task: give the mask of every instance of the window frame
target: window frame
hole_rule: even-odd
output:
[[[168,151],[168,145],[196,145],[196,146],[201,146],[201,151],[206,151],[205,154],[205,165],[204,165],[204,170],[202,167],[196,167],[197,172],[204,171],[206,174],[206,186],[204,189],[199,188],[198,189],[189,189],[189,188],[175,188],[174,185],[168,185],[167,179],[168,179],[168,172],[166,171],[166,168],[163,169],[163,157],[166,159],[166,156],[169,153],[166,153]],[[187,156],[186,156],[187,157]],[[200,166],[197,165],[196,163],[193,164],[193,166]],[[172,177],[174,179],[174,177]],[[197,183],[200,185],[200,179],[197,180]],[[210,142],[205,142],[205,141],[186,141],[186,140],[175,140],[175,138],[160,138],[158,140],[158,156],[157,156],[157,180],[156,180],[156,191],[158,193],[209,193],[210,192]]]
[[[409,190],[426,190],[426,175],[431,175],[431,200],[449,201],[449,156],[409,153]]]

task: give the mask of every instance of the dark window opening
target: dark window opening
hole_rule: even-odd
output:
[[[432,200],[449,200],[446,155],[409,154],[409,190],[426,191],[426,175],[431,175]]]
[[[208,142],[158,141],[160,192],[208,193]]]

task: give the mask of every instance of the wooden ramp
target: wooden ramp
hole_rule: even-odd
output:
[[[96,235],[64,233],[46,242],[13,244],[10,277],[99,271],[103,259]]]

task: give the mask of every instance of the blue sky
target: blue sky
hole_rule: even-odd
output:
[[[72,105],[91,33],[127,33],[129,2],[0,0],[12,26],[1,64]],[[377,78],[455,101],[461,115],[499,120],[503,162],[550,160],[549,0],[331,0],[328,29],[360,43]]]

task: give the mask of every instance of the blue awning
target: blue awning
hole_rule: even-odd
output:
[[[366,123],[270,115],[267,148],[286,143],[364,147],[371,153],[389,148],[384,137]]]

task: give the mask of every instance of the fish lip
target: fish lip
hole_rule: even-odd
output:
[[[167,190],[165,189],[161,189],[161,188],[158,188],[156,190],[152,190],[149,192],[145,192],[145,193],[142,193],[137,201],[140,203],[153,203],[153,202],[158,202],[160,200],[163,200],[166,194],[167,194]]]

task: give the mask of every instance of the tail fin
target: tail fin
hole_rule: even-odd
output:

● ● ●

### EXERCISE
Reproduce the data above, substituting "wooden walkway" for every occurrence of "wooden ramp" and leaving everything else the same.

### SOLUTION TO THE PROBLEM
task: give the mask of every instance of the window frame
target: window frame
hole_rule: even-odd
output:
[[[168,151],[168,145],[196,145],[196,146],[201,146],[201,151],[206,151],[205,154],[205,165],[204,165],[204,170],[202,167],[196,167],[197,172],[204,171],[206,174],[206,186],[204,189],[199,188],[198,189],[189,189],[189,188],[175,188],[174,185],[168,185],[167,179],[168,179],[168,172],[166,171],[166,168],[163,169],[163,157],[166,159],[166,156],[169,153],[166,153]],[[187,156],[186,156],[187,157]],[[200,166],[197,165],[196,163],[193,164],[193,166]],[[172,177],[174,179],[174,177]],[[197,183],[200,185],[200,179],[197,180]],[[210,142],[205,142],[205,141],[186,141],[186,140],[175,140],[175,138],[160,138],[158,140],[158,156],[157,156],[157,180],[156,180],[156,191],[158,193],[209,193],[210,192]]]
[[[409,190],[426,190],[426,175],[431,175],[431,200],[449,201],[449,156],[409,153]]]

task: give the mask of every instance of the dark window opening
target: dark window opening
hole_rule: even-odd
output:
[[[432,200],[449,200],[446,155],[409,154],[409,190],[426,191],[426,175],[431,175]]]
[[[208,142],[158,141],[160,192],[208,193]]]

task: give the mask of every instance of the wooden walkway
target: wooden walkway
hole_rule: even-odd
output:
[[[96,235],[64,233],[46,242],[13,244],[10,277],[99,271],[103,259]]]

task: give the mask of every instance of the blue sky
target: blue sky
hole_rule: even-odd
output:
[[[72,105],[91,33],[127,33],[129,2],[0,0],[12,26],[1,64]],[[377,78],[455,101],[461,115],[499,120],[503,162],[550,160],[549,0],[331,0],[328,29],[360,43]]]

task: give the mask of every instance of the blue awning
target: blue awning
hole_rule: even-odd
output:
[[[366,123],[270,115],[267,148],[286,143],[364,147],[371,153],[389,148],[384,137]]]

task: give the mask of every instance of the fish lip
target: fish lip
hole_rule: even-odd
output:
[[[167,190],[165,189],[161,189],[161,188],[158,188],[156,190],[152,190],[149,192],[145,192],[145,193],[142,193],[137,201],[140,203],[153,203],[153,202],[158,202],[160,200],[163,200],[166,194],[167,194]]]

task: give the mask of every instance of the tail fin
target: tail fin
hole_rule: even-odd
output:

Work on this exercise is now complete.